• [GOAL OF THE EXERCISE]: Print the entries below in their entirety, exactly as they are written.

[Named-object pointing records]
=====

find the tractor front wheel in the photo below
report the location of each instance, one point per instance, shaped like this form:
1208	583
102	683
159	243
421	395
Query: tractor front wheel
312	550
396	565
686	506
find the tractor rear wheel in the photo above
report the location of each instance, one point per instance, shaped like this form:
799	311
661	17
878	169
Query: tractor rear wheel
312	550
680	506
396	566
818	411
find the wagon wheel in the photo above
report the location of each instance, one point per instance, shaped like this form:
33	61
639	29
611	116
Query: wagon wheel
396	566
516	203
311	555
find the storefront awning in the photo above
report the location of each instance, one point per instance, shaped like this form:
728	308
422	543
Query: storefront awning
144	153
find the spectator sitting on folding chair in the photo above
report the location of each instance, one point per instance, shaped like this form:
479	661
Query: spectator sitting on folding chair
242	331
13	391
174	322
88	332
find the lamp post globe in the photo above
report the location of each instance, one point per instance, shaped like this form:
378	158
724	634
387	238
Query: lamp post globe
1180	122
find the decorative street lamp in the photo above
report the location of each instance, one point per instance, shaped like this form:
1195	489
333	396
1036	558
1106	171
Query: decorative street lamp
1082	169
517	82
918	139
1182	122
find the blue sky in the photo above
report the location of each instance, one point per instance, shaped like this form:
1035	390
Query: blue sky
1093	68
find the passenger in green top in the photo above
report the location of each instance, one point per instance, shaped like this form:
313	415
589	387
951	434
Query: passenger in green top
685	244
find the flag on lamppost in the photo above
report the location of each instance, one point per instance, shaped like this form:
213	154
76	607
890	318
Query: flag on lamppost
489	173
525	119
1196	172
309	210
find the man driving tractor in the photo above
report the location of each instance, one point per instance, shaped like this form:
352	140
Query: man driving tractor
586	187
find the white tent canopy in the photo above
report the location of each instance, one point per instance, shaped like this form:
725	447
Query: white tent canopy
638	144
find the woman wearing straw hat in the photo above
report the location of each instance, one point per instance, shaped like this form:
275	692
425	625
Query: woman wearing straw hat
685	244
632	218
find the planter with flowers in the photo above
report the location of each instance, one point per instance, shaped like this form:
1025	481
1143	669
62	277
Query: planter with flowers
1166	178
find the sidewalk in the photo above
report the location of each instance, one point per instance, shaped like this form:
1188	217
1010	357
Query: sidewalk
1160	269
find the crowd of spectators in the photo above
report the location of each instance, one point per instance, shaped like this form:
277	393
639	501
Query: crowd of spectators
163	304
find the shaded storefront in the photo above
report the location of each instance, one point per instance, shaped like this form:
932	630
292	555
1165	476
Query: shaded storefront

=====

• [SOLUTION TO THIS PROBLEM]:
find the tractor front wheel in the photo below
report the location of each instance, one point per instance, shaped like this form:
1208	583
102	683
159	243
421	395
Query: tractor front wheel
312	550
396	565
686	506
find the tractor rear wheel in the photo above
report the location of each instance, one point per instance, shaped like this form:
799	311
661	17
878	169
Query: tractor rear wheel
312	550
680	506
396	566
818	411
find the wagon wheel in the photo above
report the location of each instance, one point per instance, shaped like this form:
33	61
639	29
611	116
Query: wagon wheel
396	566
516	203
311	555
find the storefront awning in the photo above
report the location of each instance, one point per instance, shaped like this form:
728	308
422	543
Query: storefront awning
144	153
find the spectator sitting on folding chair in the photo above
report the location of each instance, one point per instance, shaped like this form:
479	661
Query: spectator sitting on folding chair
242	331
13	391
174	322
88	332
find the lamp post globe in the photo above
report the location of each instance, one point per instance, shaped like this form:
378	158
724	634
387	238
Query: lamp post globe
1180	122
find the decorative street lamp in the photo above
report the location of each instance, one point per instance, shaped like this form:
1195	489
333	396
1036	558
1106	171
Query: decorative street lamp
1082	169
517	82
918	139
1182	122
find the blue sky in the photo above
report the location of each instance, one point per instance, shaped like this form:
1035	390
Query: blue sky
1093	68
find the passenger in green top in the photo above
report the location of each instance, one point per instance, shaped like this form:
313	415
589	387
951	434
Query: passenger in green top
685	244
find the flag on lamppost in the photo above
report the location of each instance, one point per instance, shaped like this form:
213	154
76	607
890	318
Query: flag on lamppost
489	173
525	119
1196	172
309	210
find the man driving tractor in the photo above
report the location of each instance, one point per instance, shaped like this form:
352	140
Query: man driving tractor
586	187
find the white tent canopy in the photo above
report the location of each instance, one point per instance, shaped like this form:
725	447
Query: white tent canopy
638	144
find the woman wearing straw hat in the photo above
report the location of each instance, one point per instance, shaped like this form:
275	692
425	625
Query: woman wearing straw hat
685	244
632	218
find the planter with flowers in the photo above
report the location of each instance, one point per instance, shaped like this form:
1025	481
1143	669
62	277
Query: planter with flowers
1166	178
find the sidewalk in the photo above
report the location of each instance, one point per instance, shaped like this form:
1188	217
1010	357
Query: sidewalk
1160	269
find the crowd of spectators in the photo above
report the location of each instance, one point per instance, shaped like this form:
277	393
639	501
Query: crowd of spectators
163	304
find the shaded storefront in the photo above
report the location of each instance, one point per instance, shaped like this form:
932	630
292	555
1165	476
Query: shaded storefront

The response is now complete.